▶ **Raw records**:
┄┄┄┄┄┄┄┄┄┄┄┄┄┄┄┄┄┄┄┄
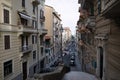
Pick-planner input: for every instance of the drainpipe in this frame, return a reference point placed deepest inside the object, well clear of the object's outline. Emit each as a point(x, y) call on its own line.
point(37, 43)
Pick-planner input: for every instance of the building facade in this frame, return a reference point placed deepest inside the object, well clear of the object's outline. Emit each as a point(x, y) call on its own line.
point(19, 47)
point(66, 35)
point(53, 37)
point(104, 39)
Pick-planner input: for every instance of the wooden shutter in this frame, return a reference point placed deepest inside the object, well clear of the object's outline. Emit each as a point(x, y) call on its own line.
point(7, 42)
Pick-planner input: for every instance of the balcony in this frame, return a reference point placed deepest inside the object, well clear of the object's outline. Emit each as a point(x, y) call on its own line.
point(26, 49)
point(8, 27)
point(35, 2)
point(90, 23)
point(26, 29)
point(111, 9)
point(43, 31)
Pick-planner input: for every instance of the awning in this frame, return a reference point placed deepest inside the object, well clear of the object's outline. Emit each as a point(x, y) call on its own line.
point(24, 16)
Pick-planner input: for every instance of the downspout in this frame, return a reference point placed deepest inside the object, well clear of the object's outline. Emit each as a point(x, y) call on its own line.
point(38, 43)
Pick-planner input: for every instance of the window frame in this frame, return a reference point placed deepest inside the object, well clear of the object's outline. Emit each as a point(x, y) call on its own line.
point(11, 68)
point(23, 3)
point(6, 16)
point(34, 54)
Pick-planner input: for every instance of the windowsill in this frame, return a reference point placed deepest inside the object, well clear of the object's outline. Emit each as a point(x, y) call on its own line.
point(8, 76)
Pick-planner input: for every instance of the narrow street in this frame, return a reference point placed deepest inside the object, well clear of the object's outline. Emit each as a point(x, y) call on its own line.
point(75, 70)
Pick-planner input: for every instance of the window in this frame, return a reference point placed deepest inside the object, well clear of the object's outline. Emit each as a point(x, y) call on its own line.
point(34, 54)
point(34, 39)
point(23, 3)
point(34, 24)
point(24, 21)
point(99, 6)
point(41, 14)
point(6, 16)
point(35, 69)
point(34, 9)
point(7, 41)
point(41, 50)
point(7, 68)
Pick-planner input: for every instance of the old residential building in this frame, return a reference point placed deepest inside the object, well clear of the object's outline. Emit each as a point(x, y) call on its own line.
point(105, 37)
point(42, 32)
point(19, 42)
point(53, 37)
point(66, 35)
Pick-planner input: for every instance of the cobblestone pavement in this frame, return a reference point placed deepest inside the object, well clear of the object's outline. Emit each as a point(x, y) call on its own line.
point(76, 75)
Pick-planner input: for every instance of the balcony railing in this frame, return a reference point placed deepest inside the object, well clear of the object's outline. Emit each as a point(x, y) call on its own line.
point(26, 48)
point(90, 22)
point(25, 28)
point(111, 8)
point(36, 2)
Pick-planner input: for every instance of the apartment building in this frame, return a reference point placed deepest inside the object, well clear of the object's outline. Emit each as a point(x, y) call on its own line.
point(53, 38)
point(42, 32)
point(66, 35)
point(105, 36)
point(19, 49)
point(57, 34)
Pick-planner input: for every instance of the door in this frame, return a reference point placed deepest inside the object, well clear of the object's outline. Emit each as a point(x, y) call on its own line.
point(24, 67)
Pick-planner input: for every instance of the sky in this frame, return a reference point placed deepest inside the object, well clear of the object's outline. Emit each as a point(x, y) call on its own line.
point(68, 9)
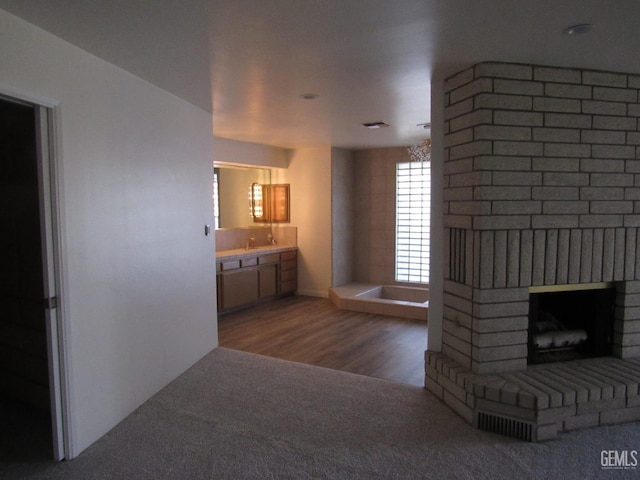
┄┄┄┄┄┄┄┄┄┄┄┄┄┄┄┄┄┄┄┄
▶ **Directions**: Reproduce every item above word for word, but leave out the pictures.

▶ **Solution to this exercise**:
Pick-planner input: for every instance of the drainpipe in this frame, return a reference point placed deepest inside the object, well clear of the object's outline. Emit each as a point(x, y) call on its own line.
point(37, 43)
Pick-planner input: for every instance of the building facade in this frame, return a reference point placed deepest inside the object, well clear of the object's outline. Emit each as a point(x, y) call on its own line.
point(19, 47)
point(66, 35)
point(53, 37)
point(104, 39)
Pick-planner input: for every instance of the wooden shutter in this frame, return a reference point placed deepest inside the object, well clear of the object's outline. Emit each as a point(x, y) call on its own line.
point(7, 42)
Pick-planner input: for every instance of the balcony in this frame, return a reference point placed deepest inside the object, well clear of the object's outline. Emit each as a point(x, y) call on its own line.
point(26, 49)
point(8, 27)
point(35, 2)
point(90, 23)
point(26, 29)
point(111, 9)
point(43, 31)
Pick-planner input: for every instance of the awning in this frame, return a reference point placed deepest inside the object, well clear of the object's outline. Emit each as a point(x, y) call on its own line.
point(24, 16)
Pick-planner input: for every instance of the downspout in this frame, return a reference point placed deepest inside the object, well clear of the object's outline. Emit each as a point(x, y) call on its own line.
point(38, 43)
Pick-planner input: for every instance of the window frame in this frame, return a reference point placed deepest inside the object, well clear of the object's outline. Emit each as a point(x, y) call on its own line.
point(11, 68)
point(23, 3)
point(6, 16)
point(34, 54)
Pick-planner input: for every instance of the windowsill in this frame, return a reference point placed deepest inside the object, well clear of the object's outline. Emit each as a point(x, y) call on its own line.
point(8, 76)
Pick-planner input: for every instance of the narrow street in this frame, return a reference point placed deepest inside the object, well clear of the object's outline. Emit each as a point(x, y) call on its own line.
point(75, 70)
Pick-planner input: for every instance of the window in this frame, return a reference point placed deepest inside the object, well clear of the object's outline. Emit each as a point(x, y) call on its own line.
point(34, 54)
point(34, 39)
point(23, 3)
point(34, 24)
point(24, 21)
point(99, 6)
point(41, 14)
point(6, 16)
point(35, 69)
point(34, 9)
point(7, 41)
point(41, 50)
point(7, 68)
Pick-planner input: for every instance of the old residential building in this frame, return a reference point placed deepest inside the object, well clear of the object's outline. Emit each as a point(x, y) call on its own line.
point(105, 37)
point(42, 32)
point(19, 42)
point(53, 37)
point(66, 35)
Pick-planner input: for every instance of the cobblestone pavement in this frame, return a reference point placed deepest inside the object, well clear of the object's outline. Emit each as a point(x, y) call on its own line.
point(76, 75)
Pick-planner input: for every instance of the balcony railing in this frame, return a reference point placed deepest inside the object, well clear of the object's outline. Emit each as a point(x, y) call on its own line.
point(26, 48)
point(90, 22)
point(25, 28)
point(111, 8)
point(36, 2)
Pick-planner input: for every instance of the apartment building in this frame, return a reference point placed deepest inside the object, well clear of the object's outline. Emit each as a point(x, y) call on its own line.
point(53, 38)
point(42, 32)
point(66, 35)
point(105, 36)
point(19, 49)
point(57, 34)
Pick-planner input: for every instance of the door in this frame, return a reference point placed deepest inside the object, well clear of the object's outline. Emit each as a point(x, y) call on its own line.
point(24, 67)
Pick-planner input: for every instance of the sky in this frame, return a reference point placed deepest inside the object, well clear of the object's outline. Emit each as a point(x, y) call on its own line.
point(68, 9)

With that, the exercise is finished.